**Short task**:
Reproduce all records exactly.

+ + + +

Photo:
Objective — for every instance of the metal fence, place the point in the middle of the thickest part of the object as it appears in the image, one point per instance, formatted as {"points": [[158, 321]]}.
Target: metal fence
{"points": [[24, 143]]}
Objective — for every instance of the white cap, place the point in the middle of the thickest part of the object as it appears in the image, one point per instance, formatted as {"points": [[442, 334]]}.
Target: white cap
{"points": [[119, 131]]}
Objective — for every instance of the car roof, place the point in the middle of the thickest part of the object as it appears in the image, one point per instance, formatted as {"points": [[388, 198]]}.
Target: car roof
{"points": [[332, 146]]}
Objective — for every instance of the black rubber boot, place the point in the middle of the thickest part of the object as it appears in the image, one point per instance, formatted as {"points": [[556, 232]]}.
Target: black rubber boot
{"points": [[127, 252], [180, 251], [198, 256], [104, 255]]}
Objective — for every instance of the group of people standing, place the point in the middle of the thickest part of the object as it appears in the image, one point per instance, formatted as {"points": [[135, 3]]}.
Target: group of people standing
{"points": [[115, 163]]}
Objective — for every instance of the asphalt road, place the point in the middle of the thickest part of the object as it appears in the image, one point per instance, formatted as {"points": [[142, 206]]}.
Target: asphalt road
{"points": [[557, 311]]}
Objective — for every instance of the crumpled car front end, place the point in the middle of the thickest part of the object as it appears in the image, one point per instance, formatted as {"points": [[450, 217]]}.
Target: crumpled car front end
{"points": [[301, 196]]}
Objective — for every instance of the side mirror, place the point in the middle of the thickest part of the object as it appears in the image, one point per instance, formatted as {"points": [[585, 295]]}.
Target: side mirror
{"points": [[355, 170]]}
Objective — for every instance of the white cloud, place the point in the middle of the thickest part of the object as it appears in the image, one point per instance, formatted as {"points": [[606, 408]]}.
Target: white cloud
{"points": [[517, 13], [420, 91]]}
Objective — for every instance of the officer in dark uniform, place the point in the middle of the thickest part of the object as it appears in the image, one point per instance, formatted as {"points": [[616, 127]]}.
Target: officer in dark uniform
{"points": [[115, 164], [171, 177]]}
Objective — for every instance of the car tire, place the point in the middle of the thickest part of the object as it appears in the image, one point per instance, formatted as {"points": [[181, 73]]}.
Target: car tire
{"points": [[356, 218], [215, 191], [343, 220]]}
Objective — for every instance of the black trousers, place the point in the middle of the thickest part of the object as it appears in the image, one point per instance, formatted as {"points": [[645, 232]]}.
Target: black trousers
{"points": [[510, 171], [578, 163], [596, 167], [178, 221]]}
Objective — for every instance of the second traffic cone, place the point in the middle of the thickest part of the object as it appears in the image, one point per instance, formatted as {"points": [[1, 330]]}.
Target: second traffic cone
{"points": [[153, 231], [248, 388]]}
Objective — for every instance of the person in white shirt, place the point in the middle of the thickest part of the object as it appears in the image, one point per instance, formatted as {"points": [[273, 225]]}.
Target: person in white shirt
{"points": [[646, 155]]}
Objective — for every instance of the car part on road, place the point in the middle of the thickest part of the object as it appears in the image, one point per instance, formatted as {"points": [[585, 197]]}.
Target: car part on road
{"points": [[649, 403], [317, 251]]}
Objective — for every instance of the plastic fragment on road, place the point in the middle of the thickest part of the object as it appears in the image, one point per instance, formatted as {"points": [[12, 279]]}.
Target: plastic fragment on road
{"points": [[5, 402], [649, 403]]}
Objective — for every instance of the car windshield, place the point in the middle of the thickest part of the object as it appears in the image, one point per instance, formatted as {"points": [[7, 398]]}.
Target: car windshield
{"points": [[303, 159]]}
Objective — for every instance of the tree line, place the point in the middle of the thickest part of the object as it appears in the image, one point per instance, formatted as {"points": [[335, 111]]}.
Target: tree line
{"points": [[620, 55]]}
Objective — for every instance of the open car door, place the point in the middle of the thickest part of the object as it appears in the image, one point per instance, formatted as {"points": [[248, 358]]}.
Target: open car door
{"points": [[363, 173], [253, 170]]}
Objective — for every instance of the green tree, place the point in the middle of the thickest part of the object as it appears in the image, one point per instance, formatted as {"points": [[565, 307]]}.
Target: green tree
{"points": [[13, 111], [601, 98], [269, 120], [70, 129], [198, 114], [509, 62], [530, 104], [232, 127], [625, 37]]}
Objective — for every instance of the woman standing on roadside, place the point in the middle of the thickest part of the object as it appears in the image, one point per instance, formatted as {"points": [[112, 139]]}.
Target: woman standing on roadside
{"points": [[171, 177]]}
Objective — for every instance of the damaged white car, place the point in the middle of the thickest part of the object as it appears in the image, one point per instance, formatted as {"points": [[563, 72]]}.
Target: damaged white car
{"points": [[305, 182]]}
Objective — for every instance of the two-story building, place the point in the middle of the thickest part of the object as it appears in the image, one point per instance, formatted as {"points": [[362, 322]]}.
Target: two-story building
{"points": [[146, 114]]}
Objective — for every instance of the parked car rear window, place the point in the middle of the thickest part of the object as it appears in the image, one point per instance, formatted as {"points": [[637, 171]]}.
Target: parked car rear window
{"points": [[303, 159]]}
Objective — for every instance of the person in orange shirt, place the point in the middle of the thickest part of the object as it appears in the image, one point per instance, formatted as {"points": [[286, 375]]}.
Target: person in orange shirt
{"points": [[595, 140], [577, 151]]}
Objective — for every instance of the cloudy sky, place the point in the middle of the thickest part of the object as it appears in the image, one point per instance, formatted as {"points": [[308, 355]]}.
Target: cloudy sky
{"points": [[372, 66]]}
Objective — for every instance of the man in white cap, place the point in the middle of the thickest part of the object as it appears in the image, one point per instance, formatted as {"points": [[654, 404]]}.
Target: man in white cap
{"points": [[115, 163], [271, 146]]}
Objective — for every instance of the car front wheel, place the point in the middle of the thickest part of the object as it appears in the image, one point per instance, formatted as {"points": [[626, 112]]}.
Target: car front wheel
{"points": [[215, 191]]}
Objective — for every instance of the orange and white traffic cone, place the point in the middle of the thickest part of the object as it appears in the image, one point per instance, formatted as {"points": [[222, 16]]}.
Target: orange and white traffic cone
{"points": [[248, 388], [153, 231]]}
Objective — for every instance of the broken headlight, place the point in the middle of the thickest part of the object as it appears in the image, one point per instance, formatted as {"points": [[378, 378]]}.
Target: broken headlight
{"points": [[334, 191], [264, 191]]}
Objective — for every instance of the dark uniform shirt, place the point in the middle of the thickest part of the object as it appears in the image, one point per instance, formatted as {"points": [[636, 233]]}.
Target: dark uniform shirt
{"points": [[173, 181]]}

+ + + +

**Task solution**:
Photo:
Objective — for every instance of the metal fence, place the point in the middle of the thickest part of the object as it appears in the image, one point per instance, formatted as {"points": [[158, 321]]}.
Target: metal fence
{"points": [[24, 143]]}
Objective — for every instance of the white cap, place the point in the middle of the thickest part of the object as it appears in the image, one point per instance, formatted as {"points": [[442, 334]]}.
Target: white cap
{"points": [[119, 131]]}
Objective — for every instance of the car roof, place the point in the middle of the thickest part of the object as it appears in the image, one point per instance, formatted as {"points": [[388, 198]]}.
Target: car roof
{"points": [[332, 146]]}
Objective — for every instance of the black rubber boot, place the point in the middle of the thickest part of the object as it appears in the image, one point per instance, formatted as {"points": [[556, 232]]}.
Target: black rubber boot
{"points": [[127, 252], [180, 251], [198, 256], [104, 255]]}
Objective — for every instance of the group of people standing, place the point in the middle of the thickest part of the object as it appears in the image, one point per instance, formatted as {"points": [[135, 3]]}.
Target: group of people standing
{"points": [[115, 163]]}
Objective — for every instance of the asphalt road, place the point in the middle of the thickest part of the object as it appears in the image, one point per instance, formatted as {"points": [[142, 206]]}.
Target: asphalt road
{"points": [[557, 311]]}
Objective — for every instance of the crumpled car front end, place the point in the middle of the thickest part of the object as it appears in the image, one point per instance, formatted as {"points": [[450, 217]]}.
Target: crumpled car front end
{"points": [[301, 196]]}
Objective — for every instance of the side mirror, place the point in the middle of the thickest part of the object as it appears in the image, one point per instance, formatted as {"points": [[585, 295]]}.
Target: side mirror
{"points": [[355, 170]]}
Objective — for every instance of the white cloud, place the point in the middle of the thickest part of the object as it appears in the image, one point per instance, formatted as {"points": [[606, 408]]}.
Target: white cloud
{"points": [[517, 13], [420, 91]]}
Objective — for every instance of the officer in dark uniform, place the point in the middle of the thickest part of the object as it appears in the image, one point per instance, formatted as {"points": [[616, 127]]}.
Target: officer in dark uniform
{"points": [[115, 164], [171, 177]]}
Objective — for every instance of the car tire, place the point in the middle of the thickest part of the object as it appears in the image, one point per instance, formatted as {"points": [[181, 73]]}.
Target: car tire
{"points": [[356, 218], [215, 191], [343, 220]]}
Objective — for every instance of the black trousers, place the point in the middle of the thickest part of the object as it appears in the image, one point per instance, formatted as {"points": [[645, 232]]}.
Target: black trousers
{"points": [[510, 171], [578, 163], [596, 167], [178, 221]]}
Objective — for every instance of the second traffic cone, place the point in the middle of the thickest part of the object as it appears in the image, one point per instance, formatted as {"points": [[1, 330]]}.
Target: second traffic cone
{"points": [[153, 231], [248, 388]]}
Objective — for every instance of the person in white shirt, place the point in the middle of the thickest part of the object as it appears in the image, one point per instance, formatted as {"points": [[273, 225]]}.
Target: person in white shirt
{"points": [[646, 155]]}
Objective — for every instance of the car part on road, place the point in the middle of the thickest part of the object as it appears in the image, one point per instance, formatted as {"points": [[585, 197]]}.
Target: car part on road
{"points": [[649, 403], [317, 251]]}
Objective — for every instance of the plastic fragment on road, place the point in the middle of the thickest part of the object as it appears in the image, one point per instance, formatted as {"points": [[12, 279]]}.
Target: plastic fragment on road
{"points": [[5, 402], [649, 403]]}
Objective — for every instance of the car windshield, place the point in the middle of the thickest part of the object as it appears in the image, one point per instance, formatted as {"points": [[7, 398]]}.
Target: car windshield
{"points": [[303, 159]]}
Objective — for every instance of the tree line, place the point in the middle of the thickest part of the object as it appears in the image, one point per instance, formatted as {"points": [[335, 111]]}.
Target: tree line
{"points": [[620, 55]]}
Objective — for every instance of the open car door, place the point in the middle of the thickest part of the object as it appears in the image, one point per instance, formatted as {"points": [[248, 358]]}.
Target: open car door
{"points": [[363, 173], [253, 170]]}
Objective — for every instance of the green tree, place the point in the middle of the thickest part of the object as it appears in the image, one point per instance, formatted as {"points": [[565, 307]]}.
Target: green tree
{"points": [[13, 111], [601, 98], [269, 120], [70, 129], [198, 114], [509, 62], [530, 104], [232, 127], [625, 37]]}
Objective — for every instance of the woman standing on roadside, place the point in the middle of the thickest part of the object as it appears in the image, one point per instance, formatted as {"points": [[112, 139]]}.
Target: woman standing on roadside
{"points": [[171, 177]]}
Objective — for every instance of the damaged white car, place the point in the middle of the thickest part of the object as it appears in the image, one point per instance, formatted as {"points": [[563, 72]]}.
Target: damaged white car
{"points": [[305, 182]]}
Objective — for every instance of the two-story building, place the point in the middle of the thickest part of the object as it appears in the image, one point per instance, formatted as {"points": [[362, 322]]}.
Target: two-story building
{"points": [[146, 114]]}
Objective — for every instance of the parked car rear window, place the point in the middle of the thickest part of the object as it appears in the image, one point per instance, formatted as {"points": [[637, 171]]}.
Target: parked car rear window
{"points": [[303, 159]]}
Objective — for every instance of the person in orange shirt, place the point in the middle of the thickest part of the object as it appears in the image, one point per instance, formatted as {"points": [[286, 375]]}.
Target: person in orange shirt
{"points": [[595, 140], [577, 151]]}
Objective — for every instance of the cloudy sky, place the point in the middle of the thickest part of the object as it appears in the image, one point per instance, formatted as {"points": [[308, 355]]}.
Target: cloudy sky
{"points": [[372, 66]]}
Objective — for every instance of the man in white cap, place the point in the middle of the thickest part of the object as it appears in the image, one point per instance, formatted as {"points": [[654, 404]]}.
Target: man in white cap
{"points": [[115, 163], [271, 146]]}
Objective — for every instance of the car front wheel, place the point in the middle of the thickest part of the object as it appears in the image, one point per instance, formatted as {"points": [[626, 112]]}.
Target: car front wheel
{"points": [[215, 191]]}
Objective — for every instance of the orange and white traffic cone, place the point in the middle of the thickest part of the object as it appears in the image, one point per instance, formatted as {"points": [[222, 16]]}.
Target: orange and white traffic cone
{"points": [[248, 388], [153, 231]]}
Objective — for every instance of the broken headlight, place the point in the middle of the thickest part of the object as it appears in the image, one point per instance, formatted as {"points": [[378, 378]]}.
Target: broken headlight
{"points": [[334, 191], [264, 191]]}
Objective — for every instance of the dark uniform shirt, place the point in the middle of the thickest part of the object as it appears in the image, one point per instance, formatted as {"points": [[636, 233]]}.
Target: dark uniform shirt
{"points": [[173, 181]]}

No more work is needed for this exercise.